=== Selected extract ===
Only one case reported acute scrotum in a Turkish child with FMF[9] . Many other articles on FMF from Turkey did not mention acute scrotum or scrotal swelling[5] . Scrotal swelling could be a presenting sign of FMF[6] . Scrotal attack is considered to be unilateral and self limited within 24 to72 hours. A complete recovery is expected without significant consequence[6,9] .

A recent study from Turkey indicated that FMF is the most common cause of amyloidosis in Turkish patients[2] and the highest frequency of FMF (1/123) is reported from Tokat region in Turkey[10] . Abdominal pain can be very dull and yet is sometimes very serious and seems to be an acute abdomen. It is easily misdiagnosed as appendicitis which leads to an unnecessary appendectomy[11]. Patients with typical phenotype and genetically confirmed mutations of FMF are defined as phenotype I, but phenotype II patients develop amyloidosis without any previous attacks typical of FMF[12].

=== Data shown ===
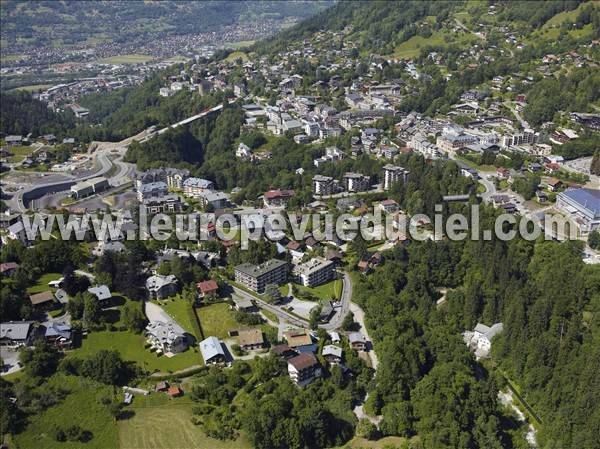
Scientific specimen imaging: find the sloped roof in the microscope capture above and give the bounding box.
[200,336,225,362]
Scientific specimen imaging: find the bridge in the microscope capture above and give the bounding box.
[9,99,236,213]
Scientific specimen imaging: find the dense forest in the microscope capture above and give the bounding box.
[357,171,600,449]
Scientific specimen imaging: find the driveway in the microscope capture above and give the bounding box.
[144,301,176,327]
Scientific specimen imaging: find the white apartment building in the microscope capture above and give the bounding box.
[292,257,334,287]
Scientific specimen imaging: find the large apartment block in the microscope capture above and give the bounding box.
[288,352,321,387]
[313,175,336,195]
[235,259,288,293]
[293,257,334,287]
[383,164,410,190]
[344,172,371,192]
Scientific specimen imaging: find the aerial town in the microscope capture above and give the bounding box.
[0,2,600,449]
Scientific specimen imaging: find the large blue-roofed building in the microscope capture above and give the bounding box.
[556,189,600,235]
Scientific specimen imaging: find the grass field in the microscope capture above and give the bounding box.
[96,55,154,64]
[15,375,119,449]
[225,41,256,49]
[69,331,203,372]
[2,145,33,163]
[394,30,477,59]
[118,402,252,449]
[225,51,248,61]
[196,302,240,338]
[13,84,53,92]
[294,279,342,299]
[27,273,62,295]
[542,3,589,30]
[158,295,201,339]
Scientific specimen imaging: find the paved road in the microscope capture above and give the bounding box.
[503,101,531,129]
[477,171,496,201]
[233,286,308,328]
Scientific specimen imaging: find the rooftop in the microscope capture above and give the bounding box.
[235,259,287,277]
[200,337,225,362]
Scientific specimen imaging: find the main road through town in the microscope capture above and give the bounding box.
[8,99,235,213]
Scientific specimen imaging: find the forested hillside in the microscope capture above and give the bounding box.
[1,1,326,50]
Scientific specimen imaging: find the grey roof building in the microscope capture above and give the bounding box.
[200,336,225,365]
[235,259,288,293]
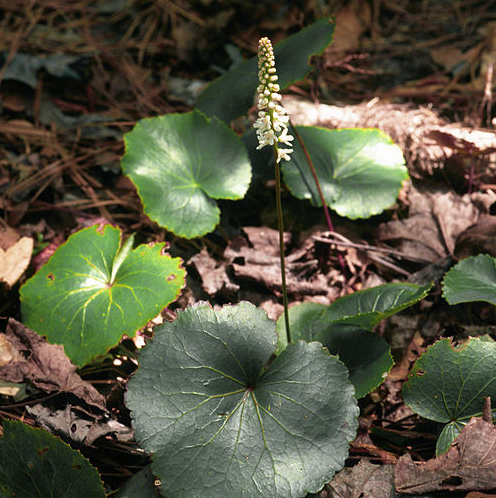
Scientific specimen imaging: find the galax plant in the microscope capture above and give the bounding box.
[0,15,496,498]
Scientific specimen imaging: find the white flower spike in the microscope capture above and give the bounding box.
[253,38,294,162]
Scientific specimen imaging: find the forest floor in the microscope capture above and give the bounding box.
[0,0,496,497]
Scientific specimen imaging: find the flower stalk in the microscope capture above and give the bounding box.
[253,37,294,343]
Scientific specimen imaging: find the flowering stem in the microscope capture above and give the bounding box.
[291,125,346,273]
[274,144,291,344]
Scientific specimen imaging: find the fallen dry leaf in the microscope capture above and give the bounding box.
[26,404,133,445]
[394,417,496,494]
[379,187,479,263]
[0,318,107,412]
[0,233,33,287]
[328,460,395,498]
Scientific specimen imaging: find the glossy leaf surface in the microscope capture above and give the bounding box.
[126,302,358,498]
[403,338,496,456]
[442,254,496,305]
[0,420,106,498]
[121,111,251,238]
[282,126,408,219]
[21,225,185,366]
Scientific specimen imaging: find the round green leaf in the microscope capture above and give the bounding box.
[277,283,432,398]
[126,302,358,498]
[121,111,251,238]
[277,303,393,398]
[0,420,106,498]
[403,338,496,446]
[282,126,408,219]
[197,18,334,123]
[21,225,185,366]
[326,282,432,330]
[442,254,496,305]
[436,422,465,456]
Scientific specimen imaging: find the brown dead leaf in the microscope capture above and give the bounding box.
[327,460,395,498]
[26,404,133,445]
[379,187,479,263]
[0,318,107,412]
[394,417,496,494]
[224,227,329,296]
[0,232,33,287]
[188,248,239,301]
[455,214,496,259]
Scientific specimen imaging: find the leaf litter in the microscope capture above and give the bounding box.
[0,0,496,497]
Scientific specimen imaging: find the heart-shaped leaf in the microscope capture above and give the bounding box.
[442,254,496,305]
[277,303,393,398]
[21,225,185,366]
[282,126,408,219]
[403,338,496,456]
[0,420,106,498]
[126,302,358,498]
[121,111,251,238]
[277,283,431,398]
[196,18,334,123]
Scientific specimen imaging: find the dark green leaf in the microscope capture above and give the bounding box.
[277,283,432,398]
[126,302,358,498]
[277,303,393,398]
[21,225,185,366]
[436,422,465,455]
[121,111,251,238]
[0,420,106,498]
[442,254,496,304]
[197,19,334,123]
[403,338,496,454]
[282,126,408,219]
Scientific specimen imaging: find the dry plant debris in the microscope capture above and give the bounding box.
[0,0,496,498]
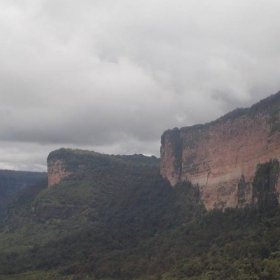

=== Task details ===
Copy out the entire passage on FMF and scrotal and abdominal attacks, word for word. The data above come from a separate source.

=== Exercise result ===
Only one case reported acute scrotum in a Turkish child with FMF[9] . Many other articles on FMF from Turkey did not mention acute scrotum or scrotal swelling[5] . Scrotal swelling could be a presenting sign of FMF[6] . Scrotal attack is considered to be unilateral and self limited within 24 to72 hours. A complete recovery is expected without significant consequence[6,9] .

A recent study from Turkey indicated that FMF is the most common cause of amyloidosis in Turkish patients[2] and the highest frequency of FMF (1/123) is reported from Tokat region in Turkey[10] . Abdominal pain can be very dull and yet is sometimes very serious and seems to be an acute abdomen. It is easily misdiagnosed as appendicitis which leads to an unnecessary appendectomy[11]. Patients with typical phenotype and genetically confirmed mutations of FMF are defined as phenotype I, but phenotype II patients develop amyloidosis without any previous attacks typical of FMF[12].